*Given passage*:
Talking Movies

May 5, 2018

From the Archives: Son of Rambow

Another dive into the pre-Talking Movies archives turns up a neglected British comedy whose child stars went on to interesting careers while its director waited nearly a decade for Sing.

Garth Jennings, director of the flawed but fun Hitchhiker’s Guide to the Galaxy film, fulfils his obvious potential with a very funny and charming slice of 1980s nostalgia. Directed from his own script, which he was working on prior to Hitchhiker’s, this is very obviously a deeply personal project. Fantastic young lead actor Bill Milner (think a less annoying Freddie Highmore…) plays Will, a shy child who lives with his widowed religious mother and has little contact with the rough side of life…until a detention-worthy encounter in the school corridor with Carter, whose introduction is a visual triumph. Will Poulter is fantastic as Lee Carter, the coolest kid in school. Every school had one of these, a bad boy with a heart of gold…maybe. But not every school had one who got up to such demented antics involving flying plastic dogs…

It’s a great pity that this film is being released after the similarly themed Be Kind Rewind as this is far, far funnier. Jennings’ staging of the boys’ production of insane home movie Son of Rambow is just inspired, with endless quirky and inventive stunts. The warmth of the script has attracted a nice supporting cast of British actors including comedy legend Eric Sykes. Spaced star Jessica Stevenson stands out in an unusually dramatic turn as Will’s mother, a leading member of the Plymouth Brethren who disavow music, films and television. Will thus has to sit outside while TV documentaries are shown in class, which leads to a wonderful running gag, and also his fateful encounter with Carter.

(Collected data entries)
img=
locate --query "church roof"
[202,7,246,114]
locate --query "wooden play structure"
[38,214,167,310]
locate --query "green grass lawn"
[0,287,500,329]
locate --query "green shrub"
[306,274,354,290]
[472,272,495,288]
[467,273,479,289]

*Short problem*:
Print the passage of the Son of Rambow review above word for word, from "May 5, 2018" to "decade for Sing.".

*Worked solution*:
May 5, 2018

From the Archives: Son of Rambow

Another dive into the pre-Talking Movies archives turns up a neglected British comedy whose child stars went on to interesting careers while its director waited nearly a decade for Sing.